Exercise task:
Quote the entries that follow exactly, leaving none out.

(Records from a collection)
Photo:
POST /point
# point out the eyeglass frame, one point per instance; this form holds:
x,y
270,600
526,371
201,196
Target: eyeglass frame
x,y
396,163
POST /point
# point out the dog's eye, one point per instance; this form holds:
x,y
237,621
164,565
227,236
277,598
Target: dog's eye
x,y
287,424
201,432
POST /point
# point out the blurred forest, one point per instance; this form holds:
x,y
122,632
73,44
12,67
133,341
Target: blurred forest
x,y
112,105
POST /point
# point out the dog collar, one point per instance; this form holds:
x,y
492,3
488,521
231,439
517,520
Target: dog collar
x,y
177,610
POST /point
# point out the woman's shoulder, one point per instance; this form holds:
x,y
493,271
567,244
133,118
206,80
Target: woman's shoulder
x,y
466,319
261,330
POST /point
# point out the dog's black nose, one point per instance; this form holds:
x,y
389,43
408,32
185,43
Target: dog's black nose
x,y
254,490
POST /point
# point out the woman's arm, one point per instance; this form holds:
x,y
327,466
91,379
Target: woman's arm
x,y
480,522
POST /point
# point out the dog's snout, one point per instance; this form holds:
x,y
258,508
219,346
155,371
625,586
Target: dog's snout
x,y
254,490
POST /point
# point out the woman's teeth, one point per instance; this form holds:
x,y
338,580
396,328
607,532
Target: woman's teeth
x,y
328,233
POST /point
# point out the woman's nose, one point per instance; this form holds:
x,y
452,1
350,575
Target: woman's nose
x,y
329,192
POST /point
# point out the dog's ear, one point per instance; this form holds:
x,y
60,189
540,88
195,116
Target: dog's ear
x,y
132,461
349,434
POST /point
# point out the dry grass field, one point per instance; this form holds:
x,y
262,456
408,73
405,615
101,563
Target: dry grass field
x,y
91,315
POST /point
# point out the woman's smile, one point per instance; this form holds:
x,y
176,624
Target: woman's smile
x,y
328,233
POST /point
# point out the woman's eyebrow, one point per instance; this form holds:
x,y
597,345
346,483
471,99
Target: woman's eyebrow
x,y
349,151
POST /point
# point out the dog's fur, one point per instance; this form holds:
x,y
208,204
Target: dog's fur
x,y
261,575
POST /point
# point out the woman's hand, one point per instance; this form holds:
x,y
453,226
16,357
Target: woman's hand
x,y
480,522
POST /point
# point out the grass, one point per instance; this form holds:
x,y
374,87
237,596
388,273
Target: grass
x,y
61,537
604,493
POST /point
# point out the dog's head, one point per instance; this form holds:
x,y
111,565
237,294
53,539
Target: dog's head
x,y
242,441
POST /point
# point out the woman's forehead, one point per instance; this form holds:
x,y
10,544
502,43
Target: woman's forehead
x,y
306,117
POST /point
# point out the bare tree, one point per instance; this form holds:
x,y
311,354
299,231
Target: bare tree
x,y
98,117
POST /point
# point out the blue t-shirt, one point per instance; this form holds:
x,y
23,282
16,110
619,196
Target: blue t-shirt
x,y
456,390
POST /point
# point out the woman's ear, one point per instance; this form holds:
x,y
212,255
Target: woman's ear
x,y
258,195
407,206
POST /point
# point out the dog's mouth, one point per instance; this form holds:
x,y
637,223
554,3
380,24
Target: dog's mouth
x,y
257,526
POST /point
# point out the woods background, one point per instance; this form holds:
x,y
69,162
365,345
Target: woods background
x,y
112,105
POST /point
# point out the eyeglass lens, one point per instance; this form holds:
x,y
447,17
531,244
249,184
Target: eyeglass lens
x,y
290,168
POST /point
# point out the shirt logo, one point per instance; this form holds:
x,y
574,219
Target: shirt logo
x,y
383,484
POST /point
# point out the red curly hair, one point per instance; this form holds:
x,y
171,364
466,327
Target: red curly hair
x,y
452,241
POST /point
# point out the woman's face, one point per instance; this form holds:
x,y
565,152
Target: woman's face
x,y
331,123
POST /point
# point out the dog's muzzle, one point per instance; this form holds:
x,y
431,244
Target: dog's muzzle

Solution to this problem:
Photo:
POST /point
# point out the eyeglass frame, one point per instance; this form holds:
x,y
270,600
526,371
201,196
Target: eyeglass frame
x,y
396,163
POST /point
# point out the dog's eye, one point per instance; this form holds:
x,y
237,621
164,565
227,236
277,598
Target: dog's eye
x,y
287,424
201,432
POST /point
# point out the blurred forest, one point per instance; this form holds:
x,y
122,632
73,44
12,67
133,341
Target: blurred forest
x,y
112,105
POST /point
# point out the dog collar, one point per instance; this form holds:
x,y
492,3
488,521
231,439
517,520
Target: dog collar
x,y
177,610
POST /point
# point out the woman's shoulder, one point per instance; this form holds:
x,y
493,271
567,244
133,118
206,80
Target: woman's shoulder
x,y
466,319
261,330
POST /point
# point out the dog's black nose, one point per instance; this form holds:
x,y
389,43
408,32
185,43
Target: dog's black nose
x,y
254,490
POST /point
# point out the woman's arm, one point per instance; this form holds:
x,y
327,466
91,379
Target: woman's arm
x,y
480,522
POST /point
# point out the dog's snout, one point per instance; this form holds:
x,y
258,508
219,346
155,371
625,586
Target: dog's snout
x,y
254,490
POST /point
# point out the woman's teeth, one point per instance; this form holds:
x,y
338,580
396,328
607,532
Target: woman's teeth
x,y
328,233
POST /point
# point out the woman's nose, one point per instance; this form holds:
x,y
452,1
350,575
Target: woman's nose
x,y
329,192
POST /point
# point out the dog's ear, one point per instance; this form holds:
x,y
60,189
540,88
195,116
Target: dog's ear
x,y
132,461
349,434
POST /point
# point out the dry grass field, one point per instance; this form holds:
x,y
262,456
408,73
405,615
101,563
Target: dry grass field
x,y
91,315
POST /point
# point out the woman's smile, one point per instance; this form holds:
x,y
176,624
Target: woman's smile
x,y
328,233
POST /point
# point out the woman's eyebrow, one point per instance; this form holds:
x,y
597,345
346,483
471,99
Target: woman's eyebrow
x,y
349,151
POST /point
# point out the dog's fur, one point per instance; this form holds:
x,y
208,204
Target: dog's fur
x,y
261,575
POST /point
# point out the woman's hand, one point per instance; this form holds:
x,y
453,226
16,357
Target: woman's hand
x,y
480,522
POST /point
# point out the grass, one point per instance; this form holds:
x,y
374,87
237,596
388,273
Target: grass
x,y
61,537
604,493
POST /point
# point out the dog's head, one point per instance; this form holds:
x,y
111,565
237,294
53,539
Target: dog's head
x,y
242,441
POST /point
# point out the woman's forehead, one point per instance; this form holds:
x,y
10,544
502,43
Target: woman's forehead
x,y
306,117
POST /point
# point out the bare tree, one point per instance; this form holds:
x,y
311,354
299,231
Target: bare tree
x,y
98,117
POST /point
# point out the blue t-shirt, one point per instance; this form holds:
x,y
23,282
16,110
619,196
Target: blue t-shirt
x,y
456,390
POST /point
# point out the woman's ear, one point per instance; this form holds:
x,y
212,255
Target: woman's ear
x,y
258,195
407,206
POST /point
# point out the dog's mouth, one point per instance; this form holds:
x,y
637,223
554,3
380,24
Target: dog's mouth
x,y
257,526
POST /point
# point out the woods background, one point per instance; this form holds:
x,y
69,162
365,345
Target: woods background
x,y
112,105
POST /point
# point out the eyeglass lens, one point per instance; this form holds:
x,y
447,17
531,244
249,184
Target: eyeglass lens
x,y
290,168
POST /point
# point out the shirt logo, one point per instance; this form holds:
x,y
574,219
Target: shirt logo
x,y
383,484
POST /point
# point out the red curly hair, one point per instance; this form holds:
x,y
171,364
466,327
Target: red curly hair
x,y
452,241
POST /point
# point out the woman's face, one point per instance; this form holds:
x,y
565,152
Target: woman's face
x,y
331,123
POST /point
# point out the dog's muzzle, one point per instance; this form holds:
x,y
431,244
Target: dog's muzzle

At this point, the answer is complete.